(Stored data entries)
....
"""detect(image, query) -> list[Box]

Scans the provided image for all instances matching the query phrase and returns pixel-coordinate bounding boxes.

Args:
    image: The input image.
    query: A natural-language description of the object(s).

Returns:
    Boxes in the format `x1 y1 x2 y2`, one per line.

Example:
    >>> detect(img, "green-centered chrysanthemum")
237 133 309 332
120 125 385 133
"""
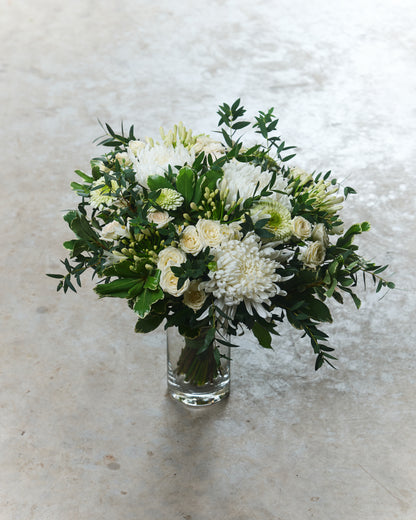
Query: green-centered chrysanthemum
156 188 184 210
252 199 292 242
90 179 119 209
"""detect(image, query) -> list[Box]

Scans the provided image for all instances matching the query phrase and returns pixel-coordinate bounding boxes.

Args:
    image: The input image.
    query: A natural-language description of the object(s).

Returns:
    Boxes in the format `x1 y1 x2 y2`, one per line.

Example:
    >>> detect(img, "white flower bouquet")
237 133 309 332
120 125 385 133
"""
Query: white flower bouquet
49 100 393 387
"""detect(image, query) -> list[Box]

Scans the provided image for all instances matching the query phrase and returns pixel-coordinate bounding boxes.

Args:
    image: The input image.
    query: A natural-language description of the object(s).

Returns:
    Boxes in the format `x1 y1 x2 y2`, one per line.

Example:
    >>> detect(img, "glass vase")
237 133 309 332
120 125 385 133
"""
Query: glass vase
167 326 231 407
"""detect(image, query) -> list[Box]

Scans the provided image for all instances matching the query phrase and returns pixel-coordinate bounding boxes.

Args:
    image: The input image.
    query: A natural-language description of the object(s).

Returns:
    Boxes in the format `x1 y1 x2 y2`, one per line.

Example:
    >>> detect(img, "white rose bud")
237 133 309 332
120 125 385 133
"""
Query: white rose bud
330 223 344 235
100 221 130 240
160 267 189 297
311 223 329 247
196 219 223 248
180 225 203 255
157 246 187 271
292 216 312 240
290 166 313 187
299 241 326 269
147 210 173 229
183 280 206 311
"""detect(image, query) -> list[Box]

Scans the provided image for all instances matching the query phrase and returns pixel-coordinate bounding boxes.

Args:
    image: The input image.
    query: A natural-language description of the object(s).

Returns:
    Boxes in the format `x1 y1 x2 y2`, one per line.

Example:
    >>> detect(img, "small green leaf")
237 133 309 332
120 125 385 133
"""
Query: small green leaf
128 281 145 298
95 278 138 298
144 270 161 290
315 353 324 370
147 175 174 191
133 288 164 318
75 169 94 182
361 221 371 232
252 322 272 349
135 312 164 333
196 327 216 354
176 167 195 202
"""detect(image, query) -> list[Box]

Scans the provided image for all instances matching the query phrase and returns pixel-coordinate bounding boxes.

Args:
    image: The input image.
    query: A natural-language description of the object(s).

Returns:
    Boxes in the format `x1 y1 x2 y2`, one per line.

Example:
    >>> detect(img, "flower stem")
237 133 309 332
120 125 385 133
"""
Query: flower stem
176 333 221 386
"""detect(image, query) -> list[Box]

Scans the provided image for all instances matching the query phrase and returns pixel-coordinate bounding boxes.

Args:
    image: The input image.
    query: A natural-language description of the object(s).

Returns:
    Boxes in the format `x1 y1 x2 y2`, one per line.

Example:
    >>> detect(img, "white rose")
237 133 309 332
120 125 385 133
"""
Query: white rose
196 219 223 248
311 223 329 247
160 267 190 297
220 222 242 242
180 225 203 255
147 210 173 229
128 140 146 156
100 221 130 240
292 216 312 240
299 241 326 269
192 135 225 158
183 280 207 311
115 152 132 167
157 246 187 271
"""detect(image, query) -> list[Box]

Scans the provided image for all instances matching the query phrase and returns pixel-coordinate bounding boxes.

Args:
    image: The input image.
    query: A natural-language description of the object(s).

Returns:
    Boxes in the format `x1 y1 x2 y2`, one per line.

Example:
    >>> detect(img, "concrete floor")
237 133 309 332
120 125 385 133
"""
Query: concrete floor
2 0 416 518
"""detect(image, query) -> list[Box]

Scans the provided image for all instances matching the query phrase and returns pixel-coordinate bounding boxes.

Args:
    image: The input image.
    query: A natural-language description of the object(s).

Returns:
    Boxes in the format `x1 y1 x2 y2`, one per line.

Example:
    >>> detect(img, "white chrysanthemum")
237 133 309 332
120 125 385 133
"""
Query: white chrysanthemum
....
Task instructions
Except for the pictures, set down all of the records exactly.

Result below
"""detect(image, query) -> list[Box]

Scans the provided image for all instances matching the query phrase and returns pixel-coordinate bounding boxes.

Args:
    image: The input image.
    query: A natural-language description of the object(s).

Returns:
    Boxes in the format `x1 y1 x2 y2`, one per line.

Example:
    >>> detect(img, "green-centered chrysanthemum")
237 133 309 332
120 125 385 133
"""
Query: green-centered chrysanthemum
156 188 184 210
252 199 292 242
90 179 119 209
"""detect(image, query) -> list[Box]

Scans the provided image for all instances matching the query phrase and returns pixel-coordinate bounding boxes.

Args:
    image: The input image.
    query: A natural-language description of the object(s).

Returns:
    Boxes in the format `x1 y1 x2 y2`, one per line.

Example:
    >>> detect(img, "white flower bouquet")
237 133 309 332
120 125 385 133
"""
Query: white flower bouquet
49 100 393 387
"""detect(image, query) -> list[Box]

Scans the provided image for all instances matching the query phrase and returns pixel-coordinate bounding boxes.

Args:
    image: The input image.
    query: A natural-language description of the object(s).

Returns:
    Boxes in the format `x1 y1 x2 y2`, one per line.

Example:
    >>> detect(img, "glass vase")
237 133 309 332
120 125 385 133
"""
Query: glass vase
167 326 231 407
"""detect(image, query) -> list[Box]

Scans the provided image for all instances matching the query phrase and returns pixel-coordinate bounding boxes.

Args:
    image: The input image.
    query: A natural-language description of the object(s).

Returns:
    Boxes in the format `x1 y1 x2 y2`, one per line.

Example:
    >>> detect(img, "white rose bud")
237 133 309 332
120 125 385 133
"""
Query: white rose bud
330 223 344 235
100 221 130 240
160 267 189 297
311 223 329 247
196 219 223 248
180 225 203 255
157 246 187 271
292 216 312 240
290 166 313 187
299 241 326 269
147 210 173 229
183 280 206 311
"""detect(image, query) -> list[Box]

Scans the provided image for all instances matching the query phrase and returns pixel-coordinate bounding boxes.

Args:
    image: The input image.
    query: A natural-language description of the object(s).

Returns:
    Boxes in the format `x1 y1 x2 y2`, one per line.

Example:
    >>> detect(img, "small green leaf")
237 133 309 332
120 125 385 133
"""
Query: small green leaf
128 281 145 298
95 278 138 298
144 270 161 290
315 353 324 370
147 175 174 191
133 288 164 318
75 169 94 182
361 221 371 232
252 322 272 349
135 312 164 333
196 327 216 354
176 167 195 202
"""detect(image, query) -> list[Box]

Scans the provided image for all instances matching the query phrase and returns pixel-coordinate bounding boxes.

Args:
    image: The input image.
    query: A natural-language description of the object(s).

Returns:
    Boxes in the format `x1 y1 x2 y2`, one per line.

Example:
    >>> detect(img, "flower stem")
237 133 309 332
120 125 385 133
"""
Query: flower stem
176 333 221 386
"""detect(image, query) -> list[Box]

Scans the provided image for all instances matching the query phrase and returns pixel-coordinate bounding boxes.

Args:
    image: The input image.
    query: A natural-language description of the object(s).

Returns:
    Boxes in the format `x1 y1 x2 y2`, one per line.

Example:
    >>> detect(img, "white rose")
237 133 309 332
120 125 385 133
"""
Query: white rose
196 219 223 248
311 223 329 247
160 267 190 297
220 222 242 242
180 225 203 255
147 210 173 229
128 140 146 156
100 221 130 240
292 216 312 240
299 241 326 269
192 135 225 158
183 280 207 311
115 152 132 167
157 246 187 271
"""detect(image, query) -> list[Box]

Scans the provided image for all instances matching the query phrase and returns pixel-coordinate bounding boxes.

Args:
    image: The input image.
    query: A natural-language description of the object(s).

Returns:
    Boxes in the format `x1 y1 x2 y2`, one per line.

Example:
    >>> detect(img, "concrete floor")
237 133 309 332
120 125 385 133
"""
Query: concrete floor
2 0 416 518
"""detect(image, query) -> list[Box]

Scans the provided image for all instances matching the query phrase and returns pixel-coordinate bounding boxes.

Args:
    image: The input image.
    query: A natural-language description of the object(s).

Returns:
    Boxes in the format `x1 y1 x2 y2`, one per line.

Example:
    >>> detect(img, "white chrysanthemum")
237 133 309 332
120 125 385 133
"""
Query: white chrysanthemum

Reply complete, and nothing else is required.